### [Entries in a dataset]
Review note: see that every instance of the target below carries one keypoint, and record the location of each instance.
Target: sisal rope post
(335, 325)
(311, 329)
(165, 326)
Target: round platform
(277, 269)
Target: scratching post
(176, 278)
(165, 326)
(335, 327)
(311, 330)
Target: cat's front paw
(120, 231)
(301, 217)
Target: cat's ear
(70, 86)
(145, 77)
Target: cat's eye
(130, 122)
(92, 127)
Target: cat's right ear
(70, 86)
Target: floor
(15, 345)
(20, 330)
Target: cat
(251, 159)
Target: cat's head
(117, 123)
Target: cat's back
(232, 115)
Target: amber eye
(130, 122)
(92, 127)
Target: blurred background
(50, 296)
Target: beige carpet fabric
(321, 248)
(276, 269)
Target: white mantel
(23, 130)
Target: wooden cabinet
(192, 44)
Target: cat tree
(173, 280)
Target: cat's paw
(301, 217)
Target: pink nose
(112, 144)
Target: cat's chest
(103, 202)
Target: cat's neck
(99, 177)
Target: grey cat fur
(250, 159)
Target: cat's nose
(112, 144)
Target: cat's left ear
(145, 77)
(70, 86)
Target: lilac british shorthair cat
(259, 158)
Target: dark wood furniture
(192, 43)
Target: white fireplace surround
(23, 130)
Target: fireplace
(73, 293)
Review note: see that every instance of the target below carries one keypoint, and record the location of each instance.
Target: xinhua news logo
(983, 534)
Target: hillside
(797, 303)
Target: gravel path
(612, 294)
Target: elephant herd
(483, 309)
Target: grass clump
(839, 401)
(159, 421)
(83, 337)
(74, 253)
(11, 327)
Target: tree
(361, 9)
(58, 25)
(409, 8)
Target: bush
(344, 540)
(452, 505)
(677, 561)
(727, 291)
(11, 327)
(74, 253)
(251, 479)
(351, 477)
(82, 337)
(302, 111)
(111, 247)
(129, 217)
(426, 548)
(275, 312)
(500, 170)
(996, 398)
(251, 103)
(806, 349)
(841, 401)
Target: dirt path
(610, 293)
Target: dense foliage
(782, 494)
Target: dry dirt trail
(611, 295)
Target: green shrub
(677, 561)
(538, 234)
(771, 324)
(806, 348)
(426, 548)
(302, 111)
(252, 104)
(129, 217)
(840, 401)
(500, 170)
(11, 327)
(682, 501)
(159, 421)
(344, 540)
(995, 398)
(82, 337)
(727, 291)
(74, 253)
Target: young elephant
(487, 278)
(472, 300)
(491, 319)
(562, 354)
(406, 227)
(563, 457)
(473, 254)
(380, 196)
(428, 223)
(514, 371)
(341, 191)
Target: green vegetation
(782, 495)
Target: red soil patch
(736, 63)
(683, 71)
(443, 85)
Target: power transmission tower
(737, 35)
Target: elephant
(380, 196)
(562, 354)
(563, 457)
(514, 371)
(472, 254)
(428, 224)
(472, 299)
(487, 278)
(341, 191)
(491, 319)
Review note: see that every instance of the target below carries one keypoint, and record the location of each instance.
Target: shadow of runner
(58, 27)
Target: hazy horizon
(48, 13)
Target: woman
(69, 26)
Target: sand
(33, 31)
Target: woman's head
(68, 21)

### [REQUIREMENT]
Rewrite everything from the line containing "Target: grass clump" down to the end of the entries, requests included, shifting each coordinate in the answers by adding 86 to every number.

### [RESULT OF THE TASK]
Target: grass clump
(925, 487)
(245, 507)
(169, 423)
(160, 339)
(97, 413)
Target: tree
(447, 95)
(144, 111)
(495, 94)
Target: bush
(430, 626)
(538, 591)
(763, 647)
(813, 377)
(97, 413)
(160, 339)
(337, 565)
(437, 563)
(168, 423)
(388, 197)
(197, 333)
(215, 303)
(512, 634)
(361, 398)
(586, 256)
(1082, 484)
(337, 189)
(892, 435)
(927, 487)
Target: dirt path
(696, 379)
Target: dense foliage
(868, 580)
Target: dry dirt trail
(697, 381)
Target: green shrub
(763, 647)
(624, 320)
(857, 410)
(892, 434)
(512, 634)
(388, 197)
(338, 190)
(215, 303)
(926, 487)
(586, 256)
(97, 413)
(768, 587)
(245, 507)
(430, 626)
(1081, 484)
(168, 423)
(813, 377)
(160, 339)
Target: young elephant
(573, 364)
(558, 386)
(577, 405)
(648, 440)
(492, 313)
(649, 543)
(559, 340)
(466, 282)
(514, 309)
(600, 457)
(427, 277)
Target: green vegetation
(868, 581)
Target: red soil patch
(822, 149)
(769, 157)
(529, 171)
Target: power transmission tower
(823, 121)
Target: elephant
(466, 282)
(648, 440)
(649, 543)
(600, 457)
(558, 340)
(514, 310)
(558, 385)
(573, 364)
(427, 277)
(577, 405)
Review note: see that every instance of the target below carries one keypoint, and record the location of each instance.
Target: shadow of runner
(144, 113)
Target: hazy horizon
(134, 99)
Target: woman
(155, 112)
Target: sand
(119, 117)
Target: woman's head
(154, 107)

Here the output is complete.